Start of Material for the task

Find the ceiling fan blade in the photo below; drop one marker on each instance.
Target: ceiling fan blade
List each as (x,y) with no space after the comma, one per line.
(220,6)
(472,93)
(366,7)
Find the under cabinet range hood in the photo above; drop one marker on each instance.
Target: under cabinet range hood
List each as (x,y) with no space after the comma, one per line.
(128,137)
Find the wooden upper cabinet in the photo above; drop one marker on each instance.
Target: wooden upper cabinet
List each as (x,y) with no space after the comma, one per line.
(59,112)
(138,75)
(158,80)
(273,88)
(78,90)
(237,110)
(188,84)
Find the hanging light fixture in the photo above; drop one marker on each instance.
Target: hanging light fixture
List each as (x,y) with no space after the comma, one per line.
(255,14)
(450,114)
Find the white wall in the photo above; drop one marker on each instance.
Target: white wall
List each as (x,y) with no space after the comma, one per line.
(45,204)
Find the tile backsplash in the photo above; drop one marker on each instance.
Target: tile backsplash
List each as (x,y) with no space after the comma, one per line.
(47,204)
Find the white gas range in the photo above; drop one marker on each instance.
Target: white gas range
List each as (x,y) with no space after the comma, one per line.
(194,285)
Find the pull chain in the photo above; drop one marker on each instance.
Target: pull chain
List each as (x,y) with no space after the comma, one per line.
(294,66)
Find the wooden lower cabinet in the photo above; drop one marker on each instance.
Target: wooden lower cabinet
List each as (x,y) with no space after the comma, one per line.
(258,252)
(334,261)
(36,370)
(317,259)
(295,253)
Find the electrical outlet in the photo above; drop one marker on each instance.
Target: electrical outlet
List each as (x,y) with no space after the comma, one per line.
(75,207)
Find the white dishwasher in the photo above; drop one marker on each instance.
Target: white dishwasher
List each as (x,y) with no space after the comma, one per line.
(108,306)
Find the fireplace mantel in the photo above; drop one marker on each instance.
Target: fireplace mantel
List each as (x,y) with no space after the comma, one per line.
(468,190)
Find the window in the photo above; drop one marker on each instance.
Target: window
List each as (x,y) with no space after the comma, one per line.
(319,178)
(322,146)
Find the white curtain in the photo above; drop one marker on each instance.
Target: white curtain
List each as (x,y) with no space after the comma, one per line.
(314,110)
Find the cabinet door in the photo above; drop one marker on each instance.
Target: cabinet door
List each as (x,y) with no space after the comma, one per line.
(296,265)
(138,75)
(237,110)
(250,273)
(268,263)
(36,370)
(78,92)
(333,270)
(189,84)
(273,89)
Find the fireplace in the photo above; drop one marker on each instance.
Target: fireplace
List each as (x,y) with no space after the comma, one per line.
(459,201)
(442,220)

End of Material for the task

Copy out each line of the data where the string "hanging" appears.

| The completed task |
Find the hanging light fixture in the photo above; drop one marker on each instance.
Target: hanging light fixture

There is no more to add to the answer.